WORK INSTRUCTIONS:
Produce an exact transcription of the data, with the images left out.

WORKING DATA:
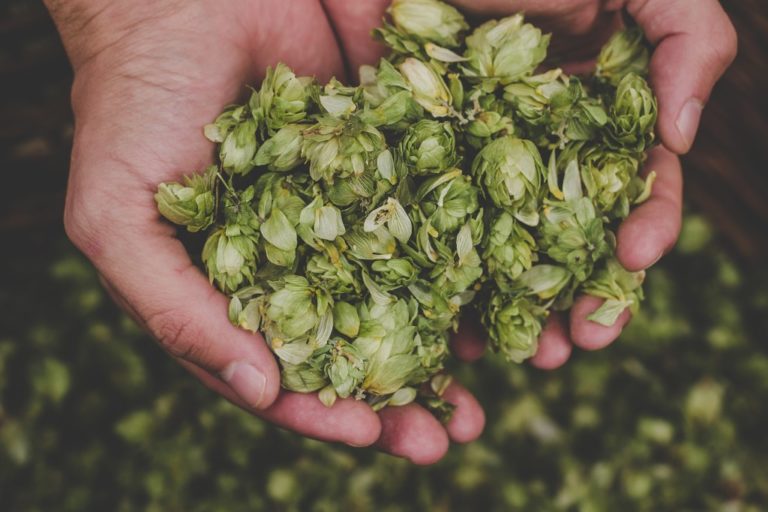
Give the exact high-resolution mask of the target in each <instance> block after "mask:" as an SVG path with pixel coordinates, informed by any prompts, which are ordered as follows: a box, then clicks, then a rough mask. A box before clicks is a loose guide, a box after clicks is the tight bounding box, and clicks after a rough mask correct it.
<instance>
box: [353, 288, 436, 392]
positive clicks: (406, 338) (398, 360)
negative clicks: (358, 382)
mask: <svg viewBox="0 0 768 512" xmlns="http://www.w3.org/2000/svg"><path fill="white" fill-rule="evenodd" d="M411 311H412V309H411V308H409V305H408V303H407V302H406V301H405V300H395V301H392V302H389V303H381V304H377V303H375V302H373V301H371V302H370V303H369V304H361V305H360V310H359V314H360V333H359V335H358V337H357V338H356V339H355V340H354V341H353V345H355V347H356V348H357V349H358V350H359V352H360V354H362V357H364V358H365V359H366V360H367V361H368V368H367V371H366V376H365V379H364V381H363V384H362V388H363V389H364V390H365V392H366V393H370V394H372V395H390V394H392V393H395V392H396V391H397V390H399V389H400V388H402V387H403V386H405V385H407V384H408V383H410V382H412V381H415V380H418V377H419V376H420V375H421V374H422V373H423V370H422V367H421V364H420V360H419V356H418V354H417V349H418V343H419V338H418V333H417V331H416V327H415V326H413V325H411V323H410V318H411V314H412V312H411Z"/></svg>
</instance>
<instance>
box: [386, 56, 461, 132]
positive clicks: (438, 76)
mask: <svg viewBox="0 0 768 512" xmlns="http://www.w3.org/2000/svg"><path fill="white" fill-rule="evenodd" d="M399 69H400V72H401V73H402V75H403V77H404V78H405V81H406V82H407V83H408V86H409V87H410V89H411V94H412V95H413V99H414V100H415V101H416V103H418V104H419V105H421V106H422V107H424V109H425V110H426V111H427V112H429V113H430V114H432V115H433V116H434V117H447V116H451V115H455V111H454V109H453V106H452V102H453V96H452V95H451V91H450V90H449V89H448V86H447V85H446V83H445V81H444V80H443V78H442V76H440V74H439V73H438V72H437V71H436V70H435V68H433V67H432V66H431V65H430V64H427V63H425V62H424V61H421V60H419V59H416V58H413V57H409V58H407V59H405V60H404V61H403V63H402V64H400V68H399Z"/></svg>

COMPLETED TASK:
Give the exact high-resolution mask of the target in each <instance> block after "mask:" as an SVG path with pixel coordinates, informed by any prompts, which are ordered as follows: a box, then clicks, then a rough mask. A box before clicks is a loose guide, a box after clicks is the tight bounding box, and clicks after a rough mask correct it.
<instance>
box: [353, 288, 436, 392]
positive clicks: (406, 338) (398, 360)
negative clicks: (358, 382)
mask: <svg viewBox="0 0 768 512" xmlns="http://www.w3.org/2000/svg"><path fill="white" fill-rule="evenodd" d="M411 311H412V309H411V308H409V305H408V303H407V302H406V301H405V300H395V301H392V302H389V303H381V304H377V303H375V302H373V301H371V302H370V303H369V304H361V305H360V310H359V314H360V333H359V335H358V337H357V338H356V339H355V340H354V341H353V345H355V347H356V348H357V349H358V350H359V352H360V354H362V357H364V358H365V359H366V360H367V361H368V368H367V371H366V376H365V379H364V381H363V384H362V388H363V389H364V390H365V392H366V393H370V394H372V395H390V394H392V393H395V392H396V391H397V390H399V389H400V388H402V387H403V386H405V385H407V384H408V383H410V382H412V381H415V380H418V377H419V376H420V375H421V374H422V373H423V370H422V367H421V364H420V360H419V356H418V354H417V349H418V343H419V338H418V333H417V331H416V327H415V326H413V325H411V323H410V318H411V314H412V312H411Z"/></svg>
</instance>
<instance>
box: [386, 56, 461, 132]
positive clicks: (438, 76)
mask: <svg viewBox="0 0 768 512" xmlns="http://www.w3.org/2000/svg"><path fill="white" fill-rule="evenodd" d="M399 69H400V72H401V73H402V75H403V77H404V78H405V81H406V82H407V83H408V86H409V87H410V89H411V94H412V95H413V99H414V100H415V101H416V103H418V104H419V105H421V106H422V107H424V109H425V110H426V111H427V112H429V113H430V114H432V115H433V116H434V117H447V116H451V115H455V111H454V109H453V106H452V102H453V96H452V95H451V91H450V90H449V89H448V86H447V85H446V83H445V81H444V80H443V78H442V76H440V74H439V73H438V72H437V71H436V70H435V68H433V67H432V66H431V65H430V64H427V63H425V62H424V61H421V60H419V59H416V58H413V57H409V58H407V59H405V60H404V61H403V63H402V64H400V68H399Z"/></svg>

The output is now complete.